Harry Styles has broken records with the presale for his upcoming tour. Ticketmaster has said the 11.5 million registrations it received to buy tickets for his 30-night Madison Square Garden residency in New York is “the largest artist presale registration performance ever seen for a single market or residency-style run”. Fans are, naturally, fuming about the cost of attending the concert; seated tickets at his 12-show run at Wembley (itself record-breaking in its length) are priced between £44 and £466 and go on general sale today.

Yet while there is a lot of discussion about the ever-inflating cost of stadium tours, nobody is talking about why you would want to go and see Harry Styles in the first place – let alone pay hundreds of pounds for the privilege. Well – perhaps the answer to the specific question of “seeing” him is obvious, since anything he does, from giving a cheeky grin to growing a moustache to putting on a pair of jeans, is enough to make most straight women weak at the knees. But concerts are generally defined by not only a visual but an audio experience. And, in the audio department, Styles has always been hugely overrated.

> **Data block**:
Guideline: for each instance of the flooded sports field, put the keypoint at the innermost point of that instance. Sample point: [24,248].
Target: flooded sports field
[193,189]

> **Brief**: In the Harry Styles article, write out the part from "Harry Styles has" to "general sale today." again, substituting "Hyde Park" for "Wembley". The listing has no connection to the article about Harry Styles.

> **Expected answer**:
Harry Styles has broken records with the presale for his upcoming tour. Ticketmaster has said the 11.5 million registrations it received to buy tickets for his 30-night Madison Square Garden residency in New York is “the largest artist presale registration performance ever seen for a single market or residency-style run”. Fans are, naturally, fuming about the cost of attending the concert; seated tickets at his 12-show run at Hyde Park (itself record-breaking in its length) are priced between £44 and £466 and go on general sale today.